--- begin Task material ---
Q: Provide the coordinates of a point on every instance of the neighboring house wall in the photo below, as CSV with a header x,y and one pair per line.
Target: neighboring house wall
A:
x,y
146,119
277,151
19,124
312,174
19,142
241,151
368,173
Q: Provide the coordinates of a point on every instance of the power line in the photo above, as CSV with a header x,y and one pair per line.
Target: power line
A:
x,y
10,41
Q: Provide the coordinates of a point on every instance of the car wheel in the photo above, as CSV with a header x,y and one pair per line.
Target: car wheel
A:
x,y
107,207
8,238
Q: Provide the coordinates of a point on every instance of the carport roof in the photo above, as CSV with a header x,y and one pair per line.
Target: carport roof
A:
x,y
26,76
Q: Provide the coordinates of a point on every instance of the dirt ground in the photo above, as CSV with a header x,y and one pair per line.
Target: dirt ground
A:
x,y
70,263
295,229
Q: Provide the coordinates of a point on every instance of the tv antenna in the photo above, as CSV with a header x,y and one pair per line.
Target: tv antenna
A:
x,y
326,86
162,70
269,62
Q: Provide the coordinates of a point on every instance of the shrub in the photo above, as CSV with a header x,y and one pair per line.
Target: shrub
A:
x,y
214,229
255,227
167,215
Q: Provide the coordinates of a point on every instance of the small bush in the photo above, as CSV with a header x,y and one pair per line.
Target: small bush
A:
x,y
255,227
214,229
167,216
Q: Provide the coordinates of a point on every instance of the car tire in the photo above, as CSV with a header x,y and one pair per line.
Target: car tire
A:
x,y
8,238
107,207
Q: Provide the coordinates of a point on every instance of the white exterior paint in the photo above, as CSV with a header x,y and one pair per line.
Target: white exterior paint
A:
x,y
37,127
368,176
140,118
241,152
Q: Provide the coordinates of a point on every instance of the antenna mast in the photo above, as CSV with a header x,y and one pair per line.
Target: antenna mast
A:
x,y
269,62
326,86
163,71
--- end Task material ---
→ Work required
Copy every line of the entries above, requests included, and scale each x and y coordinate in the answers by 2.55, rounding to the nearest whole number with halves rounded up.

→ Result of this task
Q: Provide the coordinates of a point on every instance of the neighboring house wall in the photo below, as CSV with a header x,y and one pair per line.
Target: neighboring house wall
A:
x,y
372,303
706,385
48,316
796,444
48,362
615,385
938,441
Q: Provide the coordinates of a point on every instance of the power line in the photo above, as CSV with a header x,y and one pair per line.
Target: power line
A:
x,y
26,105
Q: Provide the coordinates of a point on every instance of the car wheel in the photo above, as CSV with a header x,y and one pair per line.
Target: car wheel
A:
x,y
273,528
20,607
Q: Provide the coordinates of a point on every instance of the carport roof in the photo above, as CSV with a header x,y and one pair per line.
Target: carport roof
A:
x,y
66,194
Q: Provide the coordinates of a point on every instance of the dirt ground in the photo above, as CSV with a header x,y and one pair per line.
Target: dirt ground
A:
x,y
179,671
752,584
Q: Provide the coordinates of a point on every instance of the tv antenna in the photo above, as CSV with a header x,y and one pair per line.
Target: tv antenna
A:
x,y
831,219
413,179
686,158
Q: Provide the coordinates of a point on every instance of the shrub in the photo above, as CSV with a header x,y and one pair per line.
Target: shrub
A:
x,y
546,584
650,579
426,548
Q: Provide the coordinates of a point on every instance of the small bush in the photo above, as CSV with a header x,y and one pair per line.
Target: small bush
A:
x,y
650,579
546,584
426,551
Q: Provide the coordinates of a point on every instance of the car tire in the photo above, as CSV with a header x,y and one pair per line.
Target: car tire
A:
x,y
20,607
273,528
Q: Provide the coordinates of a point on every instance of the white exterior paint in the photo above, as CSV with a header x,y and one pair per line.
Target: white exterior paint
A:
x,y
94,324
938,449
357,301
615,388
Q: Provide the coordinates of a point on every instance of the antenna mast in the photo above, as CSV with a header x,y and one pair per line.
Target: antenna mast
A:
x,y
686,158
831,219
416,181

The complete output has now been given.